═══ BRONTEKST
U schrijft in het boek dat veel huizen, appartementen die nu gebouwd worden eigenlijk ‘opbergdozen’ voor mensen zijn.
„Ik ben er zo bang voor dat, omdat er dus die woningnood is, dat ze denken: we gaan gewoon maar bouwen, bouwen zonder ideeën. Als ik zie wat voor woningen er gemaakt worden, dat is zo treurig. En volkomen niet in overeenstemming met de overvloed die we ons op zoveel andere fronten van het leven wel permitteren. Als mensen al een balkonnetje krijgen, is dat net groot genoeg voor een vuilniszak.
„Mensen lijken geen idee te hebben van hoe belangrijk het is om de basics van een woning toch iets ruimer te zien. Niet alleen maar dat er een douche moet zijn, en nog een paar dingen waar bouwvoorschriften voor zijn. Neem deze buitenruimte, hier.”
Hij gebaart naar het vlonderterras, achter hem. Hertzberger zit aan de eettafel, met zijn rug naar de tuin. De deuren zijn opengeslagen naar een terras, de tuin is groen. Zijn vrouw Hansje hield van tuinieren. Nu komt zijn dochter elke week en dan helpt ze in de tuin.
„Dit is van afmetingen waar ik jaar in jaar uit met de hele familie heb kunnen eten ’s avonds in de zomer.”
Deze woning is alles behalve een opbergdoos. Dit is echt een woon- en leefruimte.
══════
UIT TE VOEREN
1. Wie komt er volgens de brontekst over woningbouw nu elke week helpen in de tuin?
2. Filter de vermeldingen alsjeblieft op de string "pedestal" en neem elke regel over waarin die voorkomt. Let op hoofdletters en kleine letters.
De brontekst en de vermeldingen hebben niets met elkaar te maken.
═══ INVOERMATERIAAL
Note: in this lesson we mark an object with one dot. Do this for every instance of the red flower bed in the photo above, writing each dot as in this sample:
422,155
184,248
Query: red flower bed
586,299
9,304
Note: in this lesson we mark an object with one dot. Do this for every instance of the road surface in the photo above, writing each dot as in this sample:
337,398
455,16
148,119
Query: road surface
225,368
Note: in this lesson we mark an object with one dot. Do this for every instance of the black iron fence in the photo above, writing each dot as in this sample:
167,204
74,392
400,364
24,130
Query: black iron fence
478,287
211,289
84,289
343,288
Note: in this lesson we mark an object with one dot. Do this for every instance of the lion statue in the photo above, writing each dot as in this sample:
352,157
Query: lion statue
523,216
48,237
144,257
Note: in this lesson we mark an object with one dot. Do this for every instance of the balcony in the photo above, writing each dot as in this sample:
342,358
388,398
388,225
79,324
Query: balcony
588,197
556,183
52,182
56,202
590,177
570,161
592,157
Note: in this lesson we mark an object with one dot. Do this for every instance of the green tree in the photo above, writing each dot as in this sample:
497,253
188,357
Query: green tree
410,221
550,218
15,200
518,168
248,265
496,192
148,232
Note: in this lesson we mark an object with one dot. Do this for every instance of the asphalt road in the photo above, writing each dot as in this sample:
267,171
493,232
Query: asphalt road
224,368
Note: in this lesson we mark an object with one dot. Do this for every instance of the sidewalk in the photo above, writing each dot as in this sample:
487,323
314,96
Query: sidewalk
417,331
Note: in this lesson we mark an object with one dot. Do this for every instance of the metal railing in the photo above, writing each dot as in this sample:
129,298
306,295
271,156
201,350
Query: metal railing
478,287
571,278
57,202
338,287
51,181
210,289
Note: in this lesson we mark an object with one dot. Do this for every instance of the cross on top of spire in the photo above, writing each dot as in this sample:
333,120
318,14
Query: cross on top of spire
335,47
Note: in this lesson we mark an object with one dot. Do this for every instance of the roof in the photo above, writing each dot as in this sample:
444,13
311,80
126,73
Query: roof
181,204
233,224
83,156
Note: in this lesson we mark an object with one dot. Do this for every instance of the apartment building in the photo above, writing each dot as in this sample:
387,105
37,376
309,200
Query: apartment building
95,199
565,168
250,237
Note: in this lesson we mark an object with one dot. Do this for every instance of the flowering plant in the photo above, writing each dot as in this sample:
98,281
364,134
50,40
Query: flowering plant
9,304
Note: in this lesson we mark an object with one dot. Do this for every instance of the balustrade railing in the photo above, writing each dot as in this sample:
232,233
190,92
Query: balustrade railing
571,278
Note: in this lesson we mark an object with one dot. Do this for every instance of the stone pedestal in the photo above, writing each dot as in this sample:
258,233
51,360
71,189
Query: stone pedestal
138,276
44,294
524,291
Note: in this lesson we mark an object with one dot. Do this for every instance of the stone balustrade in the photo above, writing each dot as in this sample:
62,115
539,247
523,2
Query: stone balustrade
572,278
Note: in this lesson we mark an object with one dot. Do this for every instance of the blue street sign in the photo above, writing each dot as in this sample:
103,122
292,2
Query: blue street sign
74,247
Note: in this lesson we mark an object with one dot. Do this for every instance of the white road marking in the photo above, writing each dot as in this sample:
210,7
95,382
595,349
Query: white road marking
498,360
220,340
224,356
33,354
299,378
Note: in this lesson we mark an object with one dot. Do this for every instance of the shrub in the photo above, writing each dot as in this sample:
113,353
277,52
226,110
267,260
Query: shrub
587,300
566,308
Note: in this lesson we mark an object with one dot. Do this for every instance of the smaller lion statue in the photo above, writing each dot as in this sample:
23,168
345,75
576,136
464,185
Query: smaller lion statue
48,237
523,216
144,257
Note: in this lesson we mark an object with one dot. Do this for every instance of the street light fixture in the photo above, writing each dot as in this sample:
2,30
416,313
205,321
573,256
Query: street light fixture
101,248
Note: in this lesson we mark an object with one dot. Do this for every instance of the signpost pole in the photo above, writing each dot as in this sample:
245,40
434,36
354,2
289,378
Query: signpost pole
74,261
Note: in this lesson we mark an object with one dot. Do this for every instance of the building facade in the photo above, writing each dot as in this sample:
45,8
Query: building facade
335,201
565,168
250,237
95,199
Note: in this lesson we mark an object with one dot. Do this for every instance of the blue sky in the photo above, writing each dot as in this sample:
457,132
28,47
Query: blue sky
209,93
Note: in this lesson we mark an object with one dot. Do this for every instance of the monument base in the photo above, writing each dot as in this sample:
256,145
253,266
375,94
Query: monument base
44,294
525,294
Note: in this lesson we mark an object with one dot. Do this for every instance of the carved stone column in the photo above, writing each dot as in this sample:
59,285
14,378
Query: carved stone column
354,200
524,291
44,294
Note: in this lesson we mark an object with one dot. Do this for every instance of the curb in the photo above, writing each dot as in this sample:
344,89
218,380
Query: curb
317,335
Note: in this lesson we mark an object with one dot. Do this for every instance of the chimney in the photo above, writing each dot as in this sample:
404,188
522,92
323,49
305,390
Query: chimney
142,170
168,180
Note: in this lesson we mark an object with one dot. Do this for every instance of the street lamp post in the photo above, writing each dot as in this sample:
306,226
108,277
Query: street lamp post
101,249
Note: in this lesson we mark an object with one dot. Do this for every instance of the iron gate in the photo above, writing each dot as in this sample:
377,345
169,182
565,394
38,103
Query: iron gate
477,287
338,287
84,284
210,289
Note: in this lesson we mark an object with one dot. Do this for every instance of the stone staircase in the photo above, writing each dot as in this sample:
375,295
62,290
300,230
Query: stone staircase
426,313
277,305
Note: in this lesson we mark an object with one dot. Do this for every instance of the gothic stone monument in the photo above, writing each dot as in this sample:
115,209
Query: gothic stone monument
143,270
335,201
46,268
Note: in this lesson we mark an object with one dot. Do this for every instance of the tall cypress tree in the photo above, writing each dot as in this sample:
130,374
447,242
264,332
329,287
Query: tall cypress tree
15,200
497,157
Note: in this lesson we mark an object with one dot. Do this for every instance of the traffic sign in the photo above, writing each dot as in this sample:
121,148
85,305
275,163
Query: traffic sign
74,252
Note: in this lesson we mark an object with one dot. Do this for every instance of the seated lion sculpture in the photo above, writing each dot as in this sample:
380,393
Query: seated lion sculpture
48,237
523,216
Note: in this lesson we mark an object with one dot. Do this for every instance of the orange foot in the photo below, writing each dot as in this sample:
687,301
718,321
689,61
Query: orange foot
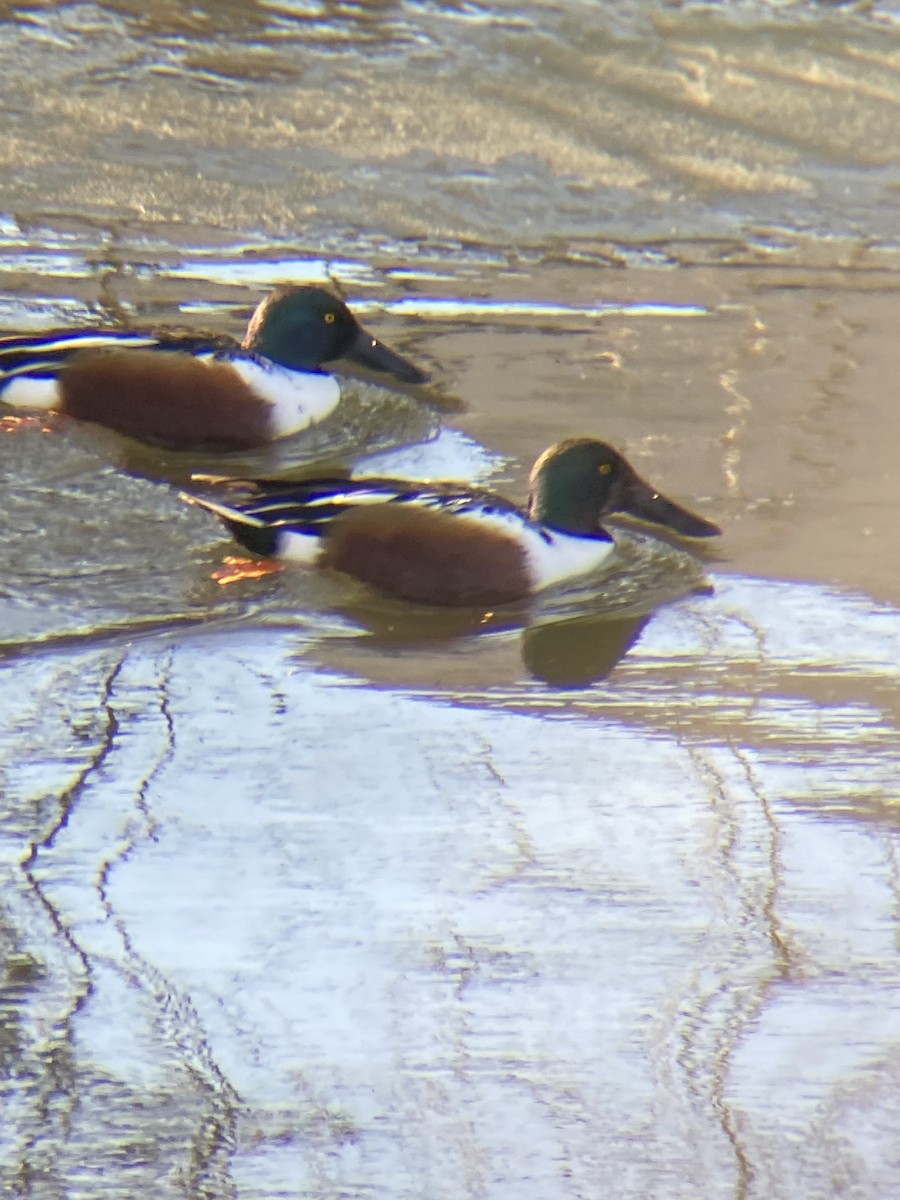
16,424
233,570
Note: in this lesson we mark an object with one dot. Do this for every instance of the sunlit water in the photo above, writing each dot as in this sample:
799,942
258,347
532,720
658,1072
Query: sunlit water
309,893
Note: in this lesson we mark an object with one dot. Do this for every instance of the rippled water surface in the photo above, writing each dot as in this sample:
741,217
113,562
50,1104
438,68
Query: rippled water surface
307,893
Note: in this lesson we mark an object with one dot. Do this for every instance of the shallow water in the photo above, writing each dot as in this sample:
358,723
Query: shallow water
309,893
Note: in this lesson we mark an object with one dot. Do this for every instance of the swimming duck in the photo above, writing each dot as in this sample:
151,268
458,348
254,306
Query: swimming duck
185,390
448,544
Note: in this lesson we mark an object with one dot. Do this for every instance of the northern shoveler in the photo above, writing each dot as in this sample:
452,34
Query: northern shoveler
184,390
448,544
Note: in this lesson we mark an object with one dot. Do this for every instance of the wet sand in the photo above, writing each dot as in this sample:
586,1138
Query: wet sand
305,893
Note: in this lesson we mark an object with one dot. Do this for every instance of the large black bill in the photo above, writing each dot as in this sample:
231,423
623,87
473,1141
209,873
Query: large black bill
641,501
370,352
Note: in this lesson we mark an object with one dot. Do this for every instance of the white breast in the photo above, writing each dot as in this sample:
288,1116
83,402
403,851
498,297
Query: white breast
23,391
558,557
551,557
298,399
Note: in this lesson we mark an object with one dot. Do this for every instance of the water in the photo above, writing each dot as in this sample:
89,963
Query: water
307,893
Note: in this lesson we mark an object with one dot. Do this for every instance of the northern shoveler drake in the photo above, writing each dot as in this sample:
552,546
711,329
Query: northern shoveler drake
184,390
448,544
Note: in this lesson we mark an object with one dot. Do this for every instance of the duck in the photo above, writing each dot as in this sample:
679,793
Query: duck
192,390
449,544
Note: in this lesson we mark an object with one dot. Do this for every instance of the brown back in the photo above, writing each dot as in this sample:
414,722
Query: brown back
167,399
426,557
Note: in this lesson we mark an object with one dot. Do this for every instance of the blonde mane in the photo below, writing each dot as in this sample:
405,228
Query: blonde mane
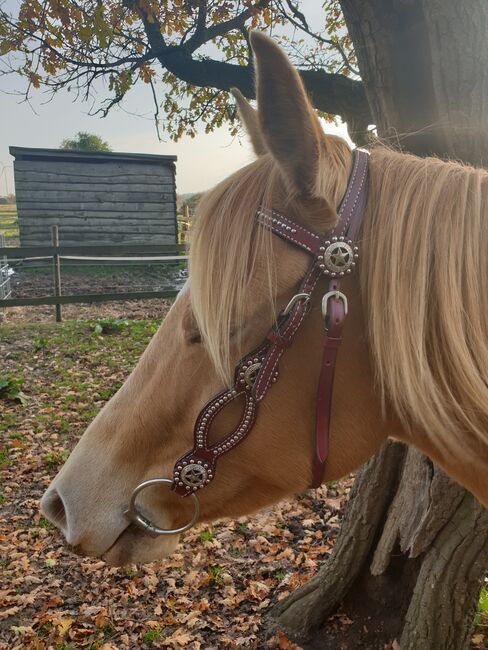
══════
ANTWOORDEN
1. Zijn dochter.

2.
Note: in this lesson we mark an object with one dot. Do this for every instance of the stone pedestal in the photo above, writing each dot as in this sample:
Query: stone pedestal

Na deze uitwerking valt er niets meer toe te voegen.